#### Information provided ####

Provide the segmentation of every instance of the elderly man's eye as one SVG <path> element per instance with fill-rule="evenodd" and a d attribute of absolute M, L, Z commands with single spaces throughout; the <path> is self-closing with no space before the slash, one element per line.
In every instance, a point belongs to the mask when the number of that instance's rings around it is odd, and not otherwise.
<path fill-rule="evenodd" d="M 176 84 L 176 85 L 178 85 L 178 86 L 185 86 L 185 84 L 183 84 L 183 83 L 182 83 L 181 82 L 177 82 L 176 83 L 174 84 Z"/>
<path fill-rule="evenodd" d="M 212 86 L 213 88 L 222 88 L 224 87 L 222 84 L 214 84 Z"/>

####
#### Information provided ####

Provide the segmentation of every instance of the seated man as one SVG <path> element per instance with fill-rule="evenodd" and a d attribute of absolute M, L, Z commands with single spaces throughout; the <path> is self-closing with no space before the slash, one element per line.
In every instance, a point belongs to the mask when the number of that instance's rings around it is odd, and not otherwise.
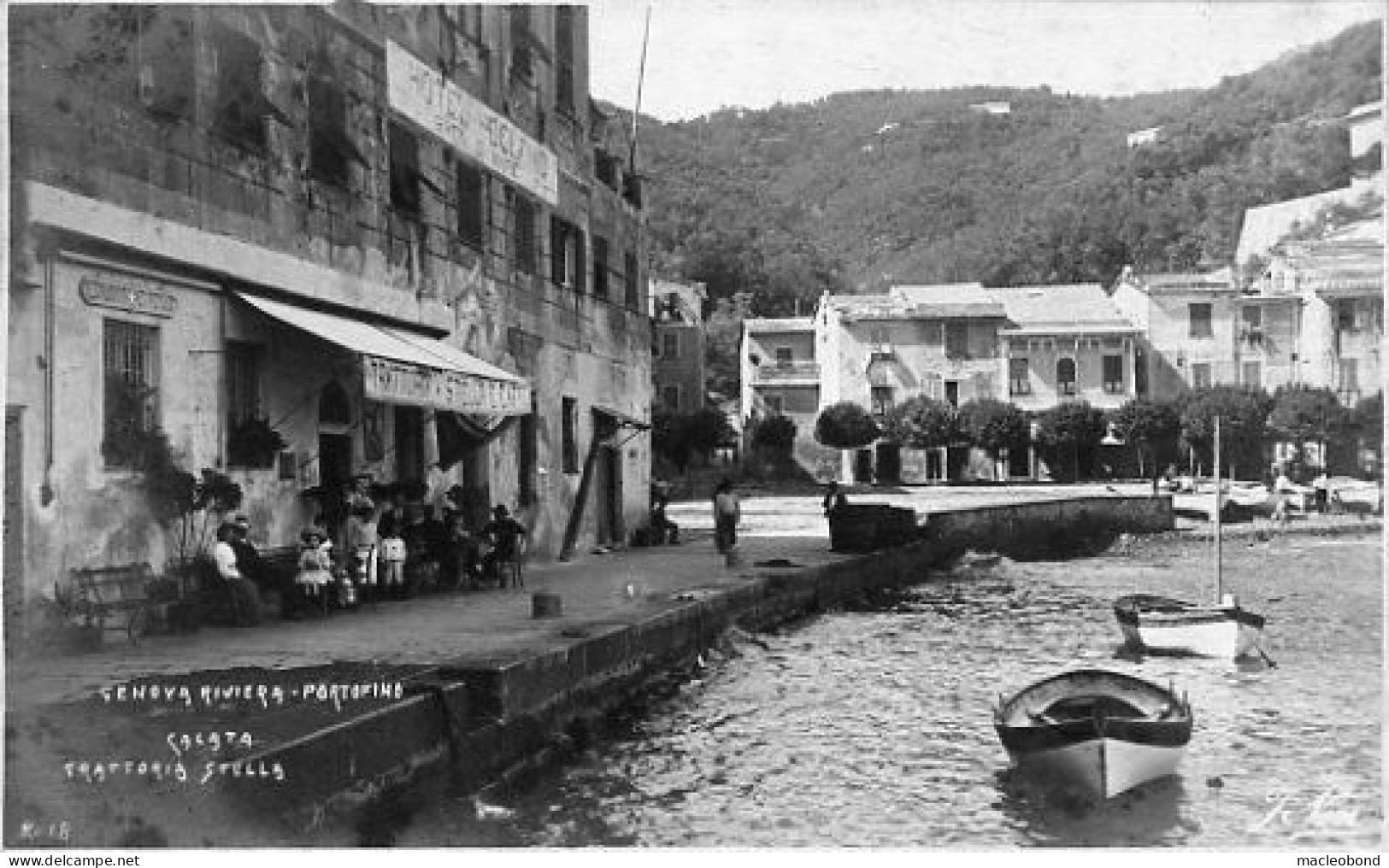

####

Problem to solve:
Copy out again, without any change, the lines running from the one containing "Provide the segmentation of every instance of the elderly" up to and including the one containing "212 86 L 213".

Task result:
Provide the segmentation of every instance of the elderly man's eye as one SVG <path> element per instance with fill-rule="evenodd" and a d attribute of absolute M, L, Z commands with single spaces throughout; the <path> is self-closing with no space before the slash, one element per line.
In every instance, a point belongs to the mask when the number of that instance's rings around it is odd, and not otherwise.
<path fill-rule="evenodd" d="M 176 84 L 176 85 L 178 85 L 178 86 L 185 86 L 185 84 L 183 84 L 183 83 L 182 83 L 181 82 L 177 82 L 176 83 L 174 84 Z"/>
<path fill-rule="evenodd" d="M 212 86 L 213 88 L 222 88 L 224 87 L 222 84 L 214 84 Z"/>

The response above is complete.